##### GIVEN RECORDS

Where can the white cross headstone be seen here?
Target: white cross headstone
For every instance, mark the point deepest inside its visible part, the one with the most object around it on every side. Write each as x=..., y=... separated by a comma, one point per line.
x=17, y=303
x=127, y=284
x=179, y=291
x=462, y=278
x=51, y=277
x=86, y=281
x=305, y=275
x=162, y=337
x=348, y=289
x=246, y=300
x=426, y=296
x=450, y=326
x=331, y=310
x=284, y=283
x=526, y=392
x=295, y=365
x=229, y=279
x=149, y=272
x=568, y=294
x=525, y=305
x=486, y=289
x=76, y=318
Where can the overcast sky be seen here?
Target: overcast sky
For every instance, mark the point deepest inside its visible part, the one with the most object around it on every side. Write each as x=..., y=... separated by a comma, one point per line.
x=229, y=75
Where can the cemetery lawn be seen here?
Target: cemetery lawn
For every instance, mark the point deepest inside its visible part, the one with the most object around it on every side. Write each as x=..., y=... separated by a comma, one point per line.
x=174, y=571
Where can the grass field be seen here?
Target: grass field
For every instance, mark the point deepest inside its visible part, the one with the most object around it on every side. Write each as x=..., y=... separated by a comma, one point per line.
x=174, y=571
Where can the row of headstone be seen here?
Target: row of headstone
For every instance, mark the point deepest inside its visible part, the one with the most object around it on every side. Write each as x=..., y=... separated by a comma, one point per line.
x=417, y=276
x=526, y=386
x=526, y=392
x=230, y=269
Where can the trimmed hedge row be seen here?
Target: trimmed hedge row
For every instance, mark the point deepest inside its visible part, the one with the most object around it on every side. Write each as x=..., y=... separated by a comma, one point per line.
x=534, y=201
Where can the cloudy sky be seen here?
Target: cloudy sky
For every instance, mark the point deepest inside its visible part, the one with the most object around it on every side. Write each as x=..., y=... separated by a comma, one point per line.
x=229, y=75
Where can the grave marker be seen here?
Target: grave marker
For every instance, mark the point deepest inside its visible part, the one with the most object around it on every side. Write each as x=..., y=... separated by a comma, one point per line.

##########

AIM: Convert every line of the records above into a Markdown table with two columns, Row and Line. Put the row number under Row and the line's text under Line, and leave out blank lines.

EXPECTED OUTPUT:
| Row | Line |
|---|---|
| 1 | Where can the white cross headstone be seen here? |
| 2 | Target: white cross headstone |
| 3 | For every instance, mark the point deepest inside its visible part, the one with the most object around it on every side. Write each as x=..., y=... separated by a comma, one point per line. |
| 4 | x=17, y=303 |
| 5 | x=127, y=284 |
| 6 | x=179, y=291 |
| 7 | x=462, y=278 |
| 8 | x=51, y=277 |
| 9 | x=86, y=281 |
| 10 | x=305, y=275 |
| 11 | x=162, y=337 |
| 12 | x=348, y=289 |
| 13 | x=246, y=300 |
| 14 | x=426, y=296 |
| 15 | x=450, y=326 |
| 16 | x=331, y=310 |
| 17 | x=284, y=283 |
| 18 | x=526, y=392 |
| 19 | x=295, y=365 |
| 20 | x=229, y=279 |
| 21 | x=149, y=272 |
| 22 | x=568, y=294 |
| 23 | x=525, y=305 |
| 24 | x=486, y=289 |
| 25 | x=76, y=318 |
| 26 | Where can the overcast sky be seen here? |
| 27 | Target: overcast sky |
| 28 | For every instance, mark the point deepest inside its visible part, the one with the most object around it on every side. Write each as x=..., y=... separated by a comma, one point per line. |
| 29 | x=229, y=75 |
| 30 | Where can the cemetery lawn be seen here? |
| 31 | Target: cemetery lawn |
| 32 | For every instance, mark the point deepest inside its visible part, the one with the most object around it on every side. Write each as x=..., y=... separated by a comma, one point per line. |
| 33 | x=174, y=571 |
| 34 | Where can the grass field be seen here? |
| 35 | Target: grass field |
| 36 | For every instance, mark the point deepest inside its visible part, the one with the most object around it on every side. Write each as x=..., y=... separated by a comma, one point per line. |
| 37 | x=174, y=571 |
| 38 | Where can the row of headstone be seen here? |
| 39 | Target: row of headstone |
| 40 | For every instance, mark the point deepest inside its visible part, the one with the most object around it on every side. Write each as x=..., y=... separated by a comma, one point per line. |
| 41 | x=417, y=276 |
| 42 | x=526, y=386 |
| 43 | x=526, y=392 |
| 44 | x=230, y=269 |
| 45 | Where can the trimmed hedge row be seen here? |
| 46 | Target: trimmed hedge row |
| 47 | For every instance, mark the point deepest inside its visible part, the one with the most object around it on every side. Write each as x=..., y=... separated by a comma, one point per line. |
| 48 | x=534, y=201 |
| 49 | Where can the cloudy sky be seen here? |
| 50 | Target: cloudy sky |
| 51 | For every instance, mark the point deepest inside its visible part, the one with the most object around it on every side. Write each as x=..., y=... separated by a comma, one point per line. |
| 52 | x=229, y=75 |
| 53 | Where can the grave marker be seen here? |
| 54 | Target: grave marker |
| 55 | For every instance, mark the point deepest inside its visible part, the one with the most object around it on every side. Write each as x=..., y=... separated by a comma, one point per line. |